Please scale the data running from the line with "Query: flexible conduit" through the end, reproducing every line but multiplying each answer coordinate by 1.9 and rounding it to a whole number, with halves rounded up. Output only those lines.
___ Listed records
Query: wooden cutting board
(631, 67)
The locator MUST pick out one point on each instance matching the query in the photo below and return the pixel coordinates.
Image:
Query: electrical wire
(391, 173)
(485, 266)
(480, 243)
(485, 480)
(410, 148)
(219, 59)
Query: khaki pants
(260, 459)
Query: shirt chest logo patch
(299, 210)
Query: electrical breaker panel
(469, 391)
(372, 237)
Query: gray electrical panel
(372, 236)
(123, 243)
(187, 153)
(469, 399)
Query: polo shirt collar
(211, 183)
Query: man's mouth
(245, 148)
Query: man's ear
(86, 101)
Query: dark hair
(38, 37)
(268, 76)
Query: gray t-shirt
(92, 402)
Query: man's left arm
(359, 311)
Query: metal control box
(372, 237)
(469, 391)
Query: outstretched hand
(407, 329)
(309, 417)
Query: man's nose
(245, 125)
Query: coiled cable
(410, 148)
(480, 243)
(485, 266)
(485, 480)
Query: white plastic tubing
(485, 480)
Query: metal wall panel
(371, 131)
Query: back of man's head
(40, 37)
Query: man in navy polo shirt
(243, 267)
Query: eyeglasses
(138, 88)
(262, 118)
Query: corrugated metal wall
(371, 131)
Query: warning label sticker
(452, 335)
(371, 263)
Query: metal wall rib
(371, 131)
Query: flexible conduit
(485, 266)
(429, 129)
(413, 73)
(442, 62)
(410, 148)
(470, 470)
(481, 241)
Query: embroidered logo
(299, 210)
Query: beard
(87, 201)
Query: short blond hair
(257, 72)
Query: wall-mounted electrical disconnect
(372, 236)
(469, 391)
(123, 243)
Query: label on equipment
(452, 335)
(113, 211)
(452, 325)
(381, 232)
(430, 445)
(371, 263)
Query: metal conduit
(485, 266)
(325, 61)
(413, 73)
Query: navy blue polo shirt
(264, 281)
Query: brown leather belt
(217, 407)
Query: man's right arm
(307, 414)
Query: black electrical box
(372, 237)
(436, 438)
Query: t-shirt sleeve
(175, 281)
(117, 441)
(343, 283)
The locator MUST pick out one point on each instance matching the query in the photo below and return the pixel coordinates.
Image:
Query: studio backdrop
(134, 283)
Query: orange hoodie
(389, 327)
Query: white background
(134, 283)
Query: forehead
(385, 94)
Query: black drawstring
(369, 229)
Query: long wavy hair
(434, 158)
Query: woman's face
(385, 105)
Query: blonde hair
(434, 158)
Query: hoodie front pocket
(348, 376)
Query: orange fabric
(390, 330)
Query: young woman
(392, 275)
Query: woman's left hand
______
● Response below:
Query: flexible conduit
(922, 505)
(815, 245)
(785, 139)
(840, 118)
(779, 281)
(893, 893)
(914, 458)
Query: embroidered logo
(568, 399)
Query: beard
(165, 382)
Query: short blond hair
(488, 137)
Query: wall-mounted electrical disconnect
(707, 448)
(891, 743)
(234, 462)
Query: label on equipment
(859, 637)
(215, 401)
(859, 618)
(724, 441)
(817, 846)
(705, 500)
Query: metal conduit
(922, 505)
(618, 116)
(785, 139)
Query: navy blue polo shirt
(502, 534)
Query: brown leather belt
(412, 773)
Query: man's right arm
(583, 787)
Query: black electrical box
(707, 450)
(828, 832)
Query: t-shirt sleeve
(333, 534)
(222, 838)
(652, 538)
The locator MUST pick out one point on each instance matching the query in the photo below and return the pixel coordinates.
Image:
Query: studio backdrop
(255, 538)
Query: orange hoodie
(739, 621)
Query: white background
(255, 538)
Query: forehead
(732, 179)
Query: black drawstring
(701, 435)
Query: long wavy hair
(825, 300)
Query: woman's face
(732, 200)
Query: blonde hair
(825, 300)
Query: hoodie front pocket
(661, 714)
Query: orange fabric
(741, 627)
Query: young woman
(745, 523)
Query: woman's left hand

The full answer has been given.